◆ 原文抜粋 ◆
○ ○ ○ ○
負債は、前連結会計年度末から 1,103百万円増加 し、 10,789百万円 となりました。主として、仕入債務1,104百万円の増加によるものです。短期借入金は、100百万円減少し、3,300百万円となりました。

純資産は、前連結会計年度末から526百万円増加し、8,046百万円となりました。主として、親会社株主に帰属する当期純利益478百万円を計上したことによるものです。この結果、自己資本比率は42.7%となり、前年度より1.0%減少しました。

 

 b. 経営成績

当連結会計年度において、受注は総じて堅調に推移しましたが、新型コロナウイルス感染拡大による生産・物流の混乱等の影響を受け、当社グループの連結業績は、売上高14,684百万円(前年度比8.8%減)、営業利益735百万円(前年度比27.2%減)、経常利益678百万円(前年度比25.5%減)、親会社株主に帰属する当期純利益478百万円(前年度比31.3%減)と、減収減益を余儀なくされました。減収は売上の翌期への繰り越しの発生、減益は斯かる減収の影響がその主な要因となっています。具体的には、コロナ禍の下、半導体不足によるサプライチェーンの混乱等から一部顧客が設備投資時期を見直すこととなり、半導体関連を主に20億円程度の売上が翌期に繰り越しとなり、減収となったものです。

 

セグメントごとの経営成績の状況に関する認識及び分析・検討内容は次のとおりであります。

なお、各セグメントの当連結会計年度における事業環境は、「第2 事業の状況 3 経営者による財政状態、経営成績及びキャッシュ・フローの状況の分析(1) 経営成績等の状況の概要 ① 財政状態及び経営成績の状況」に記載のとおりであります。

また、セグメント利益は、連結損益計算書の営業利益に対応しております。

 

 (IJPソリューション事業)

当セグメントの当連結会計年度における売上高は、前連結会計年度から493百万円増加し、 2,846百万円 となりました。

セグメント利益は、同じく140百万円増加し171百万円となりました。高精細パネルや中小型OLEDパネル向け装置が堅調に推移した一方、前年度までのQD-OLEDやオプティカルボンディングに係る先行投資が落ち着いたため斯かる増収増益となったものです。

 

 

(半導体関連事業)

当セグメントの当連結会計年度における売上高は、前連結会計年度から561百万円減少し、 3,152百万円 となりました。
○ ○ ○ ○
◆ 作業課題 1 ◆
上の決算抜粋によると、負債が増加した主な要因は何か。
◆ 作業課題 2 ◆
決算抜粋に書かれている理由に沿って、当連結会計年度の減収の理由を説明せよ。
◆ 作業課題 3 ◆
決算抜粋の最後の文に続けて、その先を書け。
○ ○ ○ ○
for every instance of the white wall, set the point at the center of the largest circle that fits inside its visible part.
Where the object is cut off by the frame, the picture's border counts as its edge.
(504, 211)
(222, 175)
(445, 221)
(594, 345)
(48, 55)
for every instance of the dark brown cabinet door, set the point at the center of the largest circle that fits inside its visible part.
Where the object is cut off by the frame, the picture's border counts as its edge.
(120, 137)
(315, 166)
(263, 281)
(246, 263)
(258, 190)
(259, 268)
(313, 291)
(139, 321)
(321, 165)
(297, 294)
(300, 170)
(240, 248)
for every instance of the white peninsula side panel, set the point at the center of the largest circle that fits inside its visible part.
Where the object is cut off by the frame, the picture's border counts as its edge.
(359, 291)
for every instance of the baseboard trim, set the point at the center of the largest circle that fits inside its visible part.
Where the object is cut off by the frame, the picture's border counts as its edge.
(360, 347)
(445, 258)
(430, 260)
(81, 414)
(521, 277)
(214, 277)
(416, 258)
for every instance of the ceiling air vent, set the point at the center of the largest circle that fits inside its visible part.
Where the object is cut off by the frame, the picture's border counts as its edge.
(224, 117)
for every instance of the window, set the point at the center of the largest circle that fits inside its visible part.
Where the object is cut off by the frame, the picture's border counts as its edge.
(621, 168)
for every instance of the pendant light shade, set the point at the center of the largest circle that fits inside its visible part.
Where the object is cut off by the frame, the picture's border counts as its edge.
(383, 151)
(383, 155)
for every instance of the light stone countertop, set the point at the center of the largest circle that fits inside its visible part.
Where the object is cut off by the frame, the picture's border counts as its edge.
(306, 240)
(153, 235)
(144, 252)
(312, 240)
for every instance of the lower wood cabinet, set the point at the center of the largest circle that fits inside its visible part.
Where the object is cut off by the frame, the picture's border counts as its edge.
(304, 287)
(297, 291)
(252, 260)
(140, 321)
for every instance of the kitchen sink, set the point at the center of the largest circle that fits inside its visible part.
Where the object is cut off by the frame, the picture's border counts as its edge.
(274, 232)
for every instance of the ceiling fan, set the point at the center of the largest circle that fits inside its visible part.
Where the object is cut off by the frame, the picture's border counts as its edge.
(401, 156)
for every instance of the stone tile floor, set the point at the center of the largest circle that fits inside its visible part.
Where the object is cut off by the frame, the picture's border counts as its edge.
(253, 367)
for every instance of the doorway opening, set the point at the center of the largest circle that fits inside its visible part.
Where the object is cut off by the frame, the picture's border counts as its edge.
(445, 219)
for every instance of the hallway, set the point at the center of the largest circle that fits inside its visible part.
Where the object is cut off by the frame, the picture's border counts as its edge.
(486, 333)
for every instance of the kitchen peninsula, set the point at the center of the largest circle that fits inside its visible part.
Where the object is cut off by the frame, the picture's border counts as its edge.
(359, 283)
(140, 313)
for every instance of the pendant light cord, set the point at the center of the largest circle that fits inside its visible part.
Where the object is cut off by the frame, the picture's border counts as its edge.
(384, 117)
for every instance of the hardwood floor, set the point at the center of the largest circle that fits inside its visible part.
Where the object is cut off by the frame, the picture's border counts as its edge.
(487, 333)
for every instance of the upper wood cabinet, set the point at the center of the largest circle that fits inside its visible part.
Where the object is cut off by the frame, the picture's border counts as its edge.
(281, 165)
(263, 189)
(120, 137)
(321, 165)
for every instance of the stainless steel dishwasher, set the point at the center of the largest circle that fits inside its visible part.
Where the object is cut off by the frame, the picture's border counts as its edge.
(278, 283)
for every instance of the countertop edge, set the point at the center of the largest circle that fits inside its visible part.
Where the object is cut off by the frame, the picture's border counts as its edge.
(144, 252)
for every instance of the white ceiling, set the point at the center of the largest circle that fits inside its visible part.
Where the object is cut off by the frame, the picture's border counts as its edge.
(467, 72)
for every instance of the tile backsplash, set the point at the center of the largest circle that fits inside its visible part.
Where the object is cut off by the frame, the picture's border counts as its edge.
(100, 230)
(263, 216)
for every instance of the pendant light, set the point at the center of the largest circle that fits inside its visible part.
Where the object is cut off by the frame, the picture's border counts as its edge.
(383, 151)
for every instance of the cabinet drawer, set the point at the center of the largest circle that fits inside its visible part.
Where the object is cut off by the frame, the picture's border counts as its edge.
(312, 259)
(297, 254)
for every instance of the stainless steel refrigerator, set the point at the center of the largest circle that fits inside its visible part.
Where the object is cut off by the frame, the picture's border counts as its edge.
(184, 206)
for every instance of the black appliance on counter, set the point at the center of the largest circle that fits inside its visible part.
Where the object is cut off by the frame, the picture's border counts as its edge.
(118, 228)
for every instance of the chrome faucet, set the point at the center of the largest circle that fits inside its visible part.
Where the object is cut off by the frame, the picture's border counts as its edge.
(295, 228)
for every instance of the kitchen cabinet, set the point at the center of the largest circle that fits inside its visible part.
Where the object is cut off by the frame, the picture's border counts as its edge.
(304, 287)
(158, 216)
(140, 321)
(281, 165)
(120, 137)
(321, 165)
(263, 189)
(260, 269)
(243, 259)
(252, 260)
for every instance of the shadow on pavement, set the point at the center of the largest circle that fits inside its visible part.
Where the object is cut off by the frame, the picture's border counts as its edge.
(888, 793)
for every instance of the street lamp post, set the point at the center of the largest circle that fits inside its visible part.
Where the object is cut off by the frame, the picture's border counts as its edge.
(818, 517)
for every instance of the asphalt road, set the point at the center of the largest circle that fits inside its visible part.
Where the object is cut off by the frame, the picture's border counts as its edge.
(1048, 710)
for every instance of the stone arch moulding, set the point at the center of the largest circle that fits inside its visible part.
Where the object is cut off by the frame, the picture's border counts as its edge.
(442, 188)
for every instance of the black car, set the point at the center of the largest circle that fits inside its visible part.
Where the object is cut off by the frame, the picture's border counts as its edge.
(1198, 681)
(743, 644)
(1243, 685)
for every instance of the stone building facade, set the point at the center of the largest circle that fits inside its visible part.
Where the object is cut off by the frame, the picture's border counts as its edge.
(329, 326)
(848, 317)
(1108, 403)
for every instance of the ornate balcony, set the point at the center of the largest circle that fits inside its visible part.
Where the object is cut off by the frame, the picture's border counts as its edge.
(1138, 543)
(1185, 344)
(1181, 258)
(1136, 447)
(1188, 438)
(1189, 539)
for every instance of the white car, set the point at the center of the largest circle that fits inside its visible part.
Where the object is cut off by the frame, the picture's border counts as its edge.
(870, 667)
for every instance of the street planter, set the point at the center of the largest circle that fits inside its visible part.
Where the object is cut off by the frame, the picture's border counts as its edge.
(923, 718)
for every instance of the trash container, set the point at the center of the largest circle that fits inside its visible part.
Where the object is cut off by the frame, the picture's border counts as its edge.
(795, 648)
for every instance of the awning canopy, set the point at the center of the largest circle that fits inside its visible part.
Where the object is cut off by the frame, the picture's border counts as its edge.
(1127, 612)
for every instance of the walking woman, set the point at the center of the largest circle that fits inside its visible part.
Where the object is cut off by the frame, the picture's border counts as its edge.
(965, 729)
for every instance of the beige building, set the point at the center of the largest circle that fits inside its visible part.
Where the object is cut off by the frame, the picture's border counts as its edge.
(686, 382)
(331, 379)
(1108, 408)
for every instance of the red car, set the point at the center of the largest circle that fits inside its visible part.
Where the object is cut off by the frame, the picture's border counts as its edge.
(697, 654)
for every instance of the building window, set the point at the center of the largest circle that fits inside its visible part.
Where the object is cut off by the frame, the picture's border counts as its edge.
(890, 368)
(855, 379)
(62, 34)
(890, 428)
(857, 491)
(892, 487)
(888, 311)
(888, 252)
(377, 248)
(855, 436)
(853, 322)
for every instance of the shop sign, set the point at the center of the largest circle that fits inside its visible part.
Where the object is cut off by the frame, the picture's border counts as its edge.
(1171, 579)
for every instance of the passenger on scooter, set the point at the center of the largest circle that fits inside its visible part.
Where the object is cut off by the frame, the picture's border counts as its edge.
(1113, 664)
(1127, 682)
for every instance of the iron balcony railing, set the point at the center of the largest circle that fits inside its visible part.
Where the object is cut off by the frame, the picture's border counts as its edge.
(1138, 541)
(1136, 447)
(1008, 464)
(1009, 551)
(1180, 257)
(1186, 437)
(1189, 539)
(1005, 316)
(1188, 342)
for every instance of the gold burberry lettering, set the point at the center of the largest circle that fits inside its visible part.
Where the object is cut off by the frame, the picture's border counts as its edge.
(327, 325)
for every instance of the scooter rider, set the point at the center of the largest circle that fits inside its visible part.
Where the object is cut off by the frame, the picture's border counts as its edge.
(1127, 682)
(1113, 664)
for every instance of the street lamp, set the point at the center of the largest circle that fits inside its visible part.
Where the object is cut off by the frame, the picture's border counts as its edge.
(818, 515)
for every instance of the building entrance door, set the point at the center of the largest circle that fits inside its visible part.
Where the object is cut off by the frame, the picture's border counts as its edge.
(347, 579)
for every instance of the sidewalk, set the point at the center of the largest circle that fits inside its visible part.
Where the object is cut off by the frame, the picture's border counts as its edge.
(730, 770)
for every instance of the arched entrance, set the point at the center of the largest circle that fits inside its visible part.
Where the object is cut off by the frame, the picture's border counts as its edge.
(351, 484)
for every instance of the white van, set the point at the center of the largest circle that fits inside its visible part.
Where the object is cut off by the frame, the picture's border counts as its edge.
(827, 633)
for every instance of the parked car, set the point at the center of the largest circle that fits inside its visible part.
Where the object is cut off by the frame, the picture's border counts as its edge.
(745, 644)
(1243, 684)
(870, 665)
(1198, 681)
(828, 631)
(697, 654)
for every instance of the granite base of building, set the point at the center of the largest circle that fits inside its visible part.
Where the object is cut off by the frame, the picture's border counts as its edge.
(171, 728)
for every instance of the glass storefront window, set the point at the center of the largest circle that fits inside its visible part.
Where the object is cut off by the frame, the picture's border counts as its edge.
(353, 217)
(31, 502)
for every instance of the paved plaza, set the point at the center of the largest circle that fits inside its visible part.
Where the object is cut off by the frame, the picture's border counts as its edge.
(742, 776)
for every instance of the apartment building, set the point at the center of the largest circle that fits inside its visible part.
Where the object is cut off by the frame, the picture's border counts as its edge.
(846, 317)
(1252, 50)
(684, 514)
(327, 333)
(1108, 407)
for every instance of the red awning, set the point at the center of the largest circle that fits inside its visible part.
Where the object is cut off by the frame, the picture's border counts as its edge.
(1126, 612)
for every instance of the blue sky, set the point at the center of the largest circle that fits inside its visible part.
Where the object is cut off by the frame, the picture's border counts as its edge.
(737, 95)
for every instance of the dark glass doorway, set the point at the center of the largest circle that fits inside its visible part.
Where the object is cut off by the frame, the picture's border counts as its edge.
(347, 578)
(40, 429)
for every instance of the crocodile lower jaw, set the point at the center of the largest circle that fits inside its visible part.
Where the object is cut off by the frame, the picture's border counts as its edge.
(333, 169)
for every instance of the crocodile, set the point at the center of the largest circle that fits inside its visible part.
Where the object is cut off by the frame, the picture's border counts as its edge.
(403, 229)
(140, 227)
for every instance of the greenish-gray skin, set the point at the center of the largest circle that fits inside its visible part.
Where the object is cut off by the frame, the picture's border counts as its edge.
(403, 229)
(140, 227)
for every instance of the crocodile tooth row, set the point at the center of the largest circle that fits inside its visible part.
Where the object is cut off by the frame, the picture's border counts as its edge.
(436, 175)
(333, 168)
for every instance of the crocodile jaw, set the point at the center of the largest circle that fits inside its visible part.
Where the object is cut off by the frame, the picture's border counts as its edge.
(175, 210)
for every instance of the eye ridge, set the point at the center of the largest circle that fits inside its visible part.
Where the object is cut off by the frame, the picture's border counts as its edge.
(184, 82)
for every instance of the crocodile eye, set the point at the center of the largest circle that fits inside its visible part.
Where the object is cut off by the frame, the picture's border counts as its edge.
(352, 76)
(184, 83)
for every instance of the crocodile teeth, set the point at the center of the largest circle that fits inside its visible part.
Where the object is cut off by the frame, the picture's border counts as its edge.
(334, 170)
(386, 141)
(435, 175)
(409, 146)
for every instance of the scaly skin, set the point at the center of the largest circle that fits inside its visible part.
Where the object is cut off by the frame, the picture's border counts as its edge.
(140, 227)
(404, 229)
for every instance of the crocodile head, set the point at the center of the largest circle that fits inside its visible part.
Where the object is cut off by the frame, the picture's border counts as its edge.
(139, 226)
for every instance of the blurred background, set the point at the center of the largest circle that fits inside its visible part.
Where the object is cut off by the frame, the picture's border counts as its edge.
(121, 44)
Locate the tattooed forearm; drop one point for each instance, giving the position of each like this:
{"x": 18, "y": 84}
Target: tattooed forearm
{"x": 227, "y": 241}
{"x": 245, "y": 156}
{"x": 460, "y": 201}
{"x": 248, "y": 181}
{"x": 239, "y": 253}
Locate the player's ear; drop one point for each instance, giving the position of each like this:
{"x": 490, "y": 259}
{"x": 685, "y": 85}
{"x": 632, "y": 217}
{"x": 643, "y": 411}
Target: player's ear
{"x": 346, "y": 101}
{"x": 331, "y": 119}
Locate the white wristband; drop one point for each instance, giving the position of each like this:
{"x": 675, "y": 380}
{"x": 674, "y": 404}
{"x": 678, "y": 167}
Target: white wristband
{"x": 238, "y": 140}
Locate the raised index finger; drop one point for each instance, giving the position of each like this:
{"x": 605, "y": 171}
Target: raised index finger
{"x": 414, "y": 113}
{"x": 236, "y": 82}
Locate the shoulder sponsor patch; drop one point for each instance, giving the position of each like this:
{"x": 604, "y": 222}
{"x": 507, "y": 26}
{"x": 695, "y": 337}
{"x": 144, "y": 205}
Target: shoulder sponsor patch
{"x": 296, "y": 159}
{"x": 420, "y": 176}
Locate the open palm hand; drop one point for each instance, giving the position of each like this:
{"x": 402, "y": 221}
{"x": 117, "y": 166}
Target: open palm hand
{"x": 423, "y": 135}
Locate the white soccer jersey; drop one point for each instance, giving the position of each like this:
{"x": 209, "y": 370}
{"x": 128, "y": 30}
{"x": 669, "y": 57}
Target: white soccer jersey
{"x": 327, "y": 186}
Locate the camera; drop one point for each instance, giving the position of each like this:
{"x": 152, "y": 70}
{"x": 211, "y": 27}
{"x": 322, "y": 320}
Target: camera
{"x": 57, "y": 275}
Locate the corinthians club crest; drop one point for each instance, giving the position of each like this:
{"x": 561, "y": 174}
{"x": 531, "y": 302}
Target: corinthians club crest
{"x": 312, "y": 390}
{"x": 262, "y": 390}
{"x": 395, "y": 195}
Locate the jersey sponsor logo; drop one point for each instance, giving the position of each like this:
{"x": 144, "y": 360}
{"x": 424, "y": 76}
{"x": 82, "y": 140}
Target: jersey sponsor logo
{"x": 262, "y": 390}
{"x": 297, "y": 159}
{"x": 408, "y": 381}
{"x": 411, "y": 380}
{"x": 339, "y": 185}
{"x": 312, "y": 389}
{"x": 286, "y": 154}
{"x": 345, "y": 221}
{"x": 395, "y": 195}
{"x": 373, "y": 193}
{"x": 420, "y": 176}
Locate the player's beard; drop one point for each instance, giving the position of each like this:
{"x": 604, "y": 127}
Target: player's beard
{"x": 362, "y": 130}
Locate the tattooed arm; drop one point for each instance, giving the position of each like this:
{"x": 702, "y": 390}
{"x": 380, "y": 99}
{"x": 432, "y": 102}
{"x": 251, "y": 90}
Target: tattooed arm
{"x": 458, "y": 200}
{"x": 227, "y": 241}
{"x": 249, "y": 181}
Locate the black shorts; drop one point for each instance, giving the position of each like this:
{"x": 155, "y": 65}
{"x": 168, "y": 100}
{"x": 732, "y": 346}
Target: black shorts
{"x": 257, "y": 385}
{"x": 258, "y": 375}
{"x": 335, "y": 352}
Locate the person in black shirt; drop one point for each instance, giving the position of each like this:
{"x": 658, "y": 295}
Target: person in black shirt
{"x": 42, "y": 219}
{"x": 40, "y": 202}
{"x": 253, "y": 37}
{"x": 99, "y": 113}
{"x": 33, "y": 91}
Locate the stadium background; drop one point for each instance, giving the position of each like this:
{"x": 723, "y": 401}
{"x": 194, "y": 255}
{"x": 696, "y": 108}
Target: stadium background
○ ○ ○ ○
◆ 回答 1 ◆
仕入債務1,104百万円の増加である。

◆ 回答 2 ◆
コロナ禍の下、半導体不足によるサプライチェーンの混乱等から一部顧客が設備投資時期を見直した。そのため、半導体関連を主に20億円程度の売上が翌期に繰り越しとなり、減収となった。

◆ 回答 3 ◆
セグメント利益は、同じく249百万円減少し、 651百万円 となりました。はんだボールマウンタを中心とした受注は順調に積み上がりましたが、主要顧客の工場立ち上げ遅延の影響等から15億円程度の売上が翌期に繰り越され、斯かる減収減益となったものです。

 

(LCD事業)

当セグメントの当連結会計年度における売上高は、前連結会計年度から1,353百万円減少し、 8,685百万円 となりました。

セグメント利益は、同じく130百万円減少し、 894百万円 となりました、 液晶パネル向けの新規投資は減少傾向にありますが、中国では未だ投資が行われており、改造・リプレイス等メンテナンス関連の売上もあることから、売上高・セグメント利益とも減少はしたものの、一定の水準を確保することができました。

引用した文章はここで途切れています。